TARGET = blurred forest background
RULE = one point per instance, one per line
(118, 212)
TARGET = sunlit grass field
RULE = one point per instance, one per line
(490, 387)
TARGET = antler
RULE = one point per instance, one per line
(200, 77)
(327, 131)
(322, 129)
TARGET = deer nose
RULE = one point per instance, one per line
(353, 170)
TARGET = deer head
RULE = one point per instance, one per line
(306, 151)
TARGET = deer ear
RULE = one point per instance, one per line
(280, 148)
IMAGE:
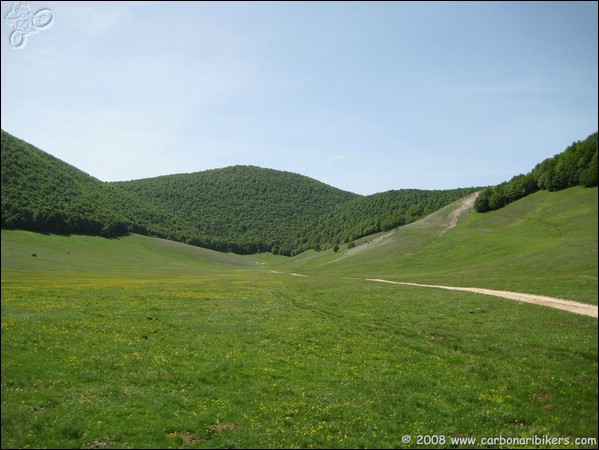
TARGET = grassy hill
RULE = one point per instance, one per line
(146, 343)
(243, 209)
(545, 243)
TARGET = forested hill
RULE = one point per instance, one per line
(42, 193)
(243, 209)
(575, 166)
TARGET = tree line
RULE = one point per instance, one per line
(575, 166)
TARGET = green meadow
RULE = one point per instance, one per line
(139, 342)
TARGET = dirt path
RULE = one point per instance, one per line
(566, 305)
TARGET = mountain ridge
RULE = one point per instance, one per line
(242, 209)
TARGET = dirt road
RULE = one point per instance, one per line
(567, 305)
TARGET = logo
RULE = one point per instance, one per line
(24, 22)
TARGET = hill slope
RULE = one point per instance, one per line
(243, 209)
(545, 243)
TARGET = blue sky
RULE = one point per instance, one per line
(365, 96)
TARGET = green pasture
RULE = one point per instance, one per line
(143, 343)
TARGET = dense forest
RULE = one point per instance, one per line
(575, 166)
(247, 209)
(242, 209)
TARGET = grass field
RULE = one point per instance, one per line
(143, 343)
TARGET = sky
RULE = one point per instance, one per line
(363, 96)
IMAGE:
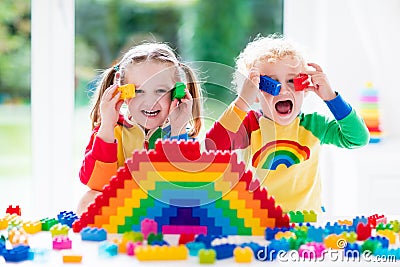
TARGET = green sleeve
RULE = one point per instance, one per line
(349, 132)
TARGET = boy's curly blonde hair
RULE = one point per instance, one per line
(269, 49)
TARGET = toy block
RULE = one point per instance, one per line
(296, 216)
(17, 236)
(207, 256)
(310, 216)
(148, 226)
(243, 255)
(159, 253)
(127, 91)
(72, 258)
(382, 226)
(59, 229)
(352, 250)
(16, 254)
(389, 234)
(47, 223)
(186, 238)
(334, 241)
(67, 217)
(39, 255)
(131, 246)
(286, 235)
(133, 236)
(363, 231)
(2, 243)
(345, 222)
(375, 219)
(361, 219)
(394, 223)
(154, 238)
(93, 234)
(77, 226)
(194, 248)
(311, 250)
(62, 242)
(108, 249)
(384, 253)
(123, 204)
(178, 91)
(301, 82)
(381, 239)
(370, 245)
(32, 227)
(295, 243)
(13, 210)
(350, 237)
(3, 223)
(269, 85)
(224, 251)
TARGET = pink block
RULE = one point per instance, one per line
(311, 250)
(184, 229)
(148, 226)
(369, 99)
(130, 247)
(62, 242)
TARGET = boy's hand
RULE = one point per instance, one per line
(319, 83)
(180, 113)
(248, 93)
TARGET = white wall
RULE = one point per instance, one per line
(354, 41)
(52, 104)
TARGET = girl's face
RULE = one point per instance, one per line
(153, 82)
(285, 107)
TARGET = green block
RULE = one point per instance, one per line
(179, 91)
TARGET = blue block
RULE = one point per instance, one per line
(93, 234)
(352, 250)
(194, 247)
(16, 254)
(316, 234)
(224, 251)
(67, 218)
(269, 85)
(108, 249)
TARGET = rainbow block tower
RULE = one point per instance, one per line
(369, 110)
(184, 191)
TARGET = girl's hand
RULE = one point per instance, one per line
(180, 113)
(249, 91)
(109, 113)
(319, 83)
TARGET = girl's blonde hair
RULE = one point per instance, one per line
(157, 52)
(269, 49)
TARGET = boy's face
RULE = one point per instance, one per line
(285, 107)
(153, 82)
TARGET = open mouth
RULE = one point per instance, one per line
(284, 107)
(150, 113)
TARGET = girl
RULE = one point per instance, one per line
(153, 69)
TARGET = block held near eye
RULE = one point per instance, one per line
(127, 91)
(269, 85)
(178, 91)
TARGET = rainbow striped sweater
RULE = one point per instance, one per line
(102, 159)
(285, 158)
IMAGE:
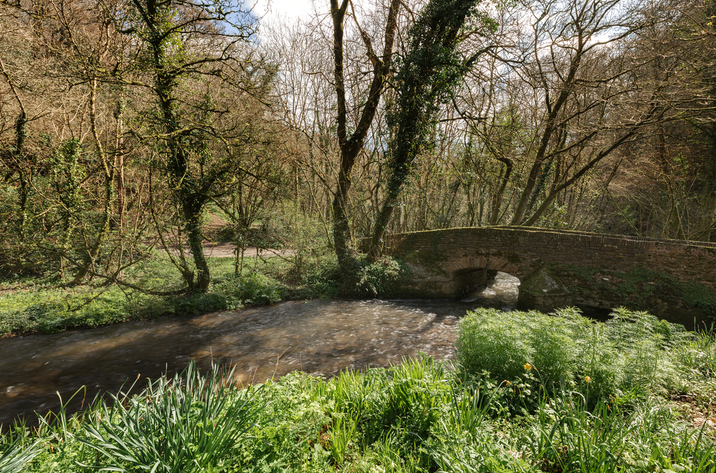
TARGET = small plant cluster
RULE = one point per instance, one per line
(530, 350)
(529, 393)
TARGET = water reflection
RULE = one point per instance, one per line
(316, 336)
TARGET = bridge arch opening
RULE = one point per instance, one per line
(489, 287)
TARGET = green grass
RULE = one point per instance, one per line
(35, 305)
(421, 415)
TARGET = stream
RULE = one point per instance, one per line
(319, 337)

...

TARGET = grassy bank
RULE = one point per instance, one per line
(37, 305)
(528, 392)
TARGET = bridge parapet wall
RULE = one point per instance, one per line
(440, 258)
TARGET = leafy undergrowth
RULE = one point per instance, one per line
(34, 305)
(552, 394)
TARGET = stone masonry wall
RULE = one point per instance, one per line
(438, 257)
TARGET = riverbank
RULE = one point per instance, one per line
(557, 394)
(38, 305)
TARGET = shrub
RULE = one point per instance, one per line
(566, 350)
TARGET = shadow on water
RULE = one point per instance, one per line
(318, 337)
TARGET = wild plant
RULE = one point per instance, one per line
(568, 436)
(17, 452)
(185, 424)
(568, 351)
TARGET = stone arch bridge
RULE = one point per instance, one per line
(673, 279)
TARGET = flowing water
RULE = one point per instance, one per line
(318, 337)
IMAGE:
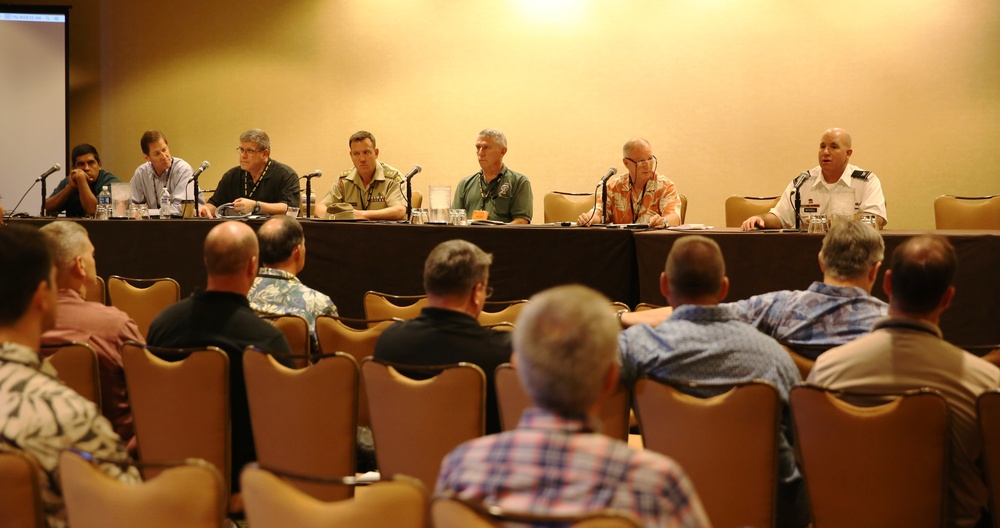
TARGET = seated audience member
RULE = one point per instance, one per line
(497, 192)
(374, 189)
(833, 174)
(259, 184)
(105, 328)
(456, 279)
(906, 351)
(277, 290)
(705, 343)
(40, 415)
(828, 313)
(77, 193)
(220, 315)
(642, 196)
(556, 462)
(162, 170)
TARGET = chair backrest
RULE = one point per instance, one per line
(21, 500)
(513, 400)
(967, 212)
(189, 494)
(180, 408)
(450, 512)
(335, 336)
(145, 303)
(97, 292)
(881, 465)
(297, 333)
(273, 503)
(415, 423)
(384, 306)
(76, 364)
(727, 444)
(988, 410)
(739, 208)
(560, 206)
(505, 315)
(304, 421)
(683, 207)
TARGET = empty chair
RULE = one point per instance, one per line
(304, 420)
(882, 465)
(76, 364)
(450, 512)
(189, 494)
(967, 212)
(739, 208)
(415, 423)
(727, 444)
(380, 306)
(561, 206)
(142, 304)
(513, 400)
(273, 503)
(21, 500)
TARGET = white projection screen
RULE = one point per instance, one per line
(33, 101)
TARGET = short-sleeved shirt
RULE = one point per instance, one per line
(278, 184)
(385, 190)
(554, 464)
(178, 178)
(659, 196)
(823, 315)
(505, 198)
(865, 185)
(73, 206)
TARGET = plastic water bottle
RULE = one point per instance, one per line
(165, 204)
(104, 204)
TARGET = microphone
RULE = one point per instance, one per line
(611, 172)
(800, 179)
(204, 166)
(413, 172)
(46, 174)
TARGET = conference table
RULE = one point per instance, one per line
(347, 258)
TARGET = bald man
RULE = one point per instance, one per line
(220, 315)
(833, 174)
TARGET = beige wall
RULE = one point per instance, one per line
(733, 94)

==

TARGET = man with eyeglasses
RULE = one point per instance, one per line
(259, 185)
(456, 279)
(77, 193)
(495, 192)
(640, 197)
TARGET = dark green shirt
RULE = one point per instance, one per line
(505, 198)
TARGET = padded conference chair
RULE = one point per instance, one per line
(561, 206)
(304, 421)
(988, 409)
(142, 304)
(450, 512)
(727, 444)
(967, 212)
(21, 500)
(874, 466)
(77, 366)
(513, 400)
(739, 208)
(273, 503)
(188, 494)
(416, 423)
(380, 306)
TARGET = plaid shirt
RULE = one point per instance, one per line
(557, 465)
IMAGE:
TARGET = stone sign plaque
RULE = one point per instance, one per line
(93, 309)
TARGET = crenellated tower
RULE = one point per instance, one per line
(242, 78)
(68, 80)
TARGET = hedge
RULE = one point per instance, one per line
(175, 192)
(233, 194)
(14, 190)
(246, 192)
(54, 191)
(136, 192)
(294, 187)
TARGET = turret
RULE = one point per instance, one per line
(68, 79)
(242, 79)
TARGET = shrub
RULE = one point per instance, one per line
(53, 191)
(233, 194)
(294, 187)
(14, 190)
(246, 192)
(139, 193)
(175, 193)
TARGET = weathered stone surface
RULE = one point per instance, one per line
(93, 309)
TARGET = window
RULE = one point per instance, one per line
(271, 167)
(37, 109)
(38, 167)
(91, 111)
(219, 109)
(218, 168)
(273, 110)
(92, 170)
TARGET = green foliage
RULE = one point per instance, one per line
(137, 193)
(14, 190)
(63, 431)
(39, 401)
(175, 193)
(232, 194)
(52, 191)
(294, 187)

## REQUIRED ACTION
When you reach the line containing "TARGET = blurred forest background" in the entries above, begin restating word for word, and stop once the line containing "TARGET = tree line" has been given. Omit the pictures.

## SOLVED PROBLEM
TARGET = blurred forest background
RULE = one point per instance, one per line
(118, 212)
TARGET = sunlit grass field
RULE = one point per instance, one per line
(490, 387)
TARGET = antler
RULE = one point per instance, one per line
(200, 77)
(327, 131)
(322, 129)
TARGET = deer nose
RULE = one point per instance, one per line
(353, 170)
TARGET = deer head
RULE = one point per instance, one per line
(306, 151)
TARGET = deer ear
RULE = one point per instance, one per line
(280, 148)
IMAGE:
TARGET = grassy hill
RULE = one point per instance, one per line
(146, 343)
(243, 209)
(545, 243)
TARGET = forested hill
RULE = one point per instance, one per line
(42, 193)
(243, 209)
(575, 166)
TARGET = tree line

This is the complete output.